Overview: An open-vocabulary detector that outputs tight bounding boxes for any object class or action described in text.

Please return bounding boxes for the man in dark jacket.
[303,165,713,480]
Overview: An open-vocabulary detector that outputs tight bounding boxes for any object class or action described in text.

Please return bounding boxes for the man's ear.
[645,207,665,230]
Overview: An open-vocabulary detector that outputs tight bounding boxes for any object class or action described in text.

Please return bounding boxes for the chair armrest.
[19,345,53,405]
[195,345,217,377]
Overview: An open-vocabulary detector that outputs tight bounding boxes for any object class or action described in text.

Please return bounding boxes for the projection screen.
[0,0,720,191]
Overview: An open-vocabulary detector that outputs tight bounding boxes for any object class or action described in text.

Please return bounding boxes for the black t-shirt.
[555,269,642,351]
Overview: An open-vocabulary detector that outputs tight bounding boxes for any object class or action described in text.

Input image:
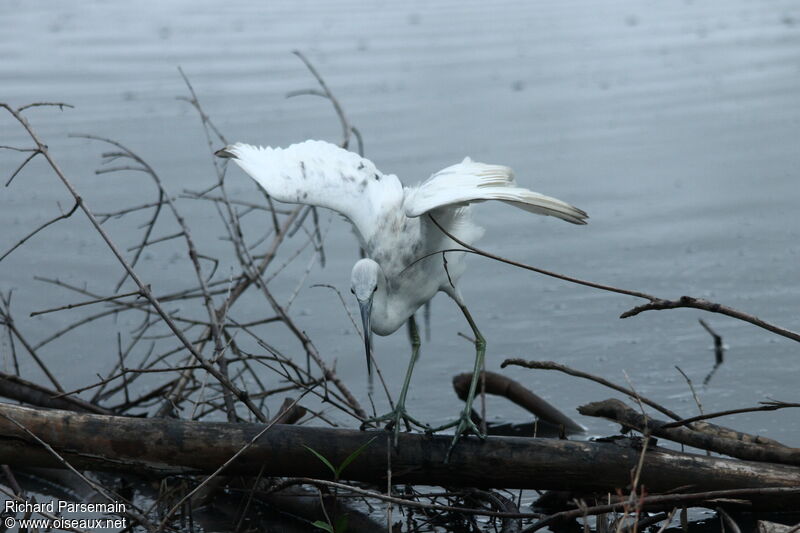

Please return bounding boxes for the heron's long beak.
[358,297,372,383]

_ _ _ _

### 할 일
위의 항목을 모두 한 글자도 바꾸지 말고 그대로 옮겨 쓰되, 그림은 답에 넣지 마시오.

### 수행 결과
Overview: An open-vocabulary detector that outputs tight bounding boxes for any object class or action described in text.

Please return bounding boxes for the man in dark jacket.
[303,165,713,480]
Overview: An open-vocabulary detector that outputs tight bounding boxes for any object class or action described in text.

Please return bounding boxes for the man's ear.
[645,207,665,230]
Overview: An open-vocabulary detector that outputs tight bounding boxes for any object class or action described in text.

Please return bounding boxes for the chair armrest.
[19,345,53,405]
[195,345,217,377]
Overview: An open-vocabulary detector that outputs tight bounding boxes for any object class or action described in text.

Please return bounding boxes for the projection screen.
[0,0,720,191]
Overview: An open-vocabulary detector that outputs tight bounding boxes for any object class or action described in text.

Please return bounding boxes for the black t-shirt.
[555,269,642,351]
Overview: An open-vocabulary detector that outputs tight bounding boxes for any object class or action described in text.

Input image:

Please return bounding boxes for the heron's long beak.
[358,297,372,383]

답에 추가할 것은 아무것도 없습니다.